Given request:
Copy the getSpans explanation between "There is one" and "of smaller subproblems.", inclusive, changing "Concretely" to "Specifically".

Source excerpt:
On Mon, 16 Oct 2006, kumar s wrote:
> I have a simple question to ask tutors:
>
> list A :
>
> a = [10,15,18,20,25,30,40]
Hi Kumar,
If you're concerned about correctness, I'd recommend that you try thinking
about the problem inductively. An inductive definition for what you're
asking is straightforward to state in about three or four lines of code.
I'll try to go through it slowly so you see what the reasoning behind it
is. The code sketch above uses a technique that you should already know
called "mathematical induction."
http://en.wikipedia.org/wiki/Mathematical_induction
Let's say we're designing a function called getSpans(). Here are some
sample behavior we'd like from it:
getSpans([10, 15]) = [(10, 15)]
getSpans([10, 15, 18]) = [(10, 15), (16, 18)]
getSpans([10, 15, 18, 20]) = [(10, 15), (16, 18), (19, 20)]
Would you agree that this is reasonable output for a function like this?
getSpans() takes a list of numbers, and returns a list of pairs of
numbers.
There is one "base" case to this problem. The smallest list we'd like to
consider is a list of two elements. If we see that, then we're happy,
because the answer is really simple:
getSpans([a, b]) = [(a, b)]
Otherwise, let's imagine a list that's a bit longer, with three elements.
Concretely, we know that this is going to look like:
getSpans([a, b, c]) = [(a, b), (b+1, c)]
But another way to say this, though is that:
getSpans([a, b, c]) = [(a, b)] + getSpans([b+1, c])
That is, we try to restate the problem in terms of smaller subproblems.

Point-based annotation data
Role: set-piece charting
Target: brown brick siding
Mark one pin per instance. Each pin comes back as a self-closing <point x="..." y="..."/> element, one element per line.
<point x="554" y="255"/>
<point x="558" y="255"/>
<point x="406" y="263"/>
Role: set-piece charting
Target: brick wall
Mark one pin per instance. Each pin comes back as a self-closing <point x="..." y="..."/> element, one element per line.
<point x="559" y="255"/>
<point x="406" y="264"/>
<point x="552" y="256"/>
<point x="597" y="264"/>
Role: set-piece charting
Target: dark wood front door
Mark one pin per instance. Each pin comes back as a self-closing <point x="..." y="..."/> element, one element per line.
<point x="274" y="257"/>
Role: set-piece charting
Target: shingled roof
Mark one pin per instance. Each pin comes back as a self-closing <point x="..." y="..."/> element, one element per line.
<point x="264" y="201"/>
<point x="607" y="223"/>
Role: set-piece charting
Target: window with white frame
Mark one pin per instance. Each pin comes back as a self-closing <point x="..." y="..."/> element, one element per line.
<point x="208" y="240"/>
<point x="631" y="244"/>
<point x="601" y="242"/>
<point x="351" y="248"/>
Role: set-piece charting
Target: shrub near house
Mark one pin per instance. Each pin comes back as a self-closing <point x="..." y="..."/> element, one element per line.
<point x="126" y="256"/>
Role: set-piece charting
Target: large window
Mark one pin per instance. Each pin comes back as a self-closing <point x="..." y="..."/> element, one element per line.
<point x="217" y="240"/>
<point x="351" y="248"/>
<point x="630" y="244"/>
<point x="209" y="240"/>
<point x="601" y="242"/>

Result for this exercise:
There is one "base" case to this problem. The smallest list we'd like to
consider is a list of two elements. If we see that, then we're happy,
because the answer is really simple:
getSpans([a, b]) = [(a, b)]
Otherwise, let's imagine a list that's a bit longer, with three elements.
Specifically, we know that this is going to look like:
getSpans([a, b, c]) = [(a, b), (b+1, c)]
But another way to say this, though is that:
getSpans([a, b, c]) = [(a, b)] + getSpans([b+1, c])
That is, we try to restate the problem in terms of smaller subproblems.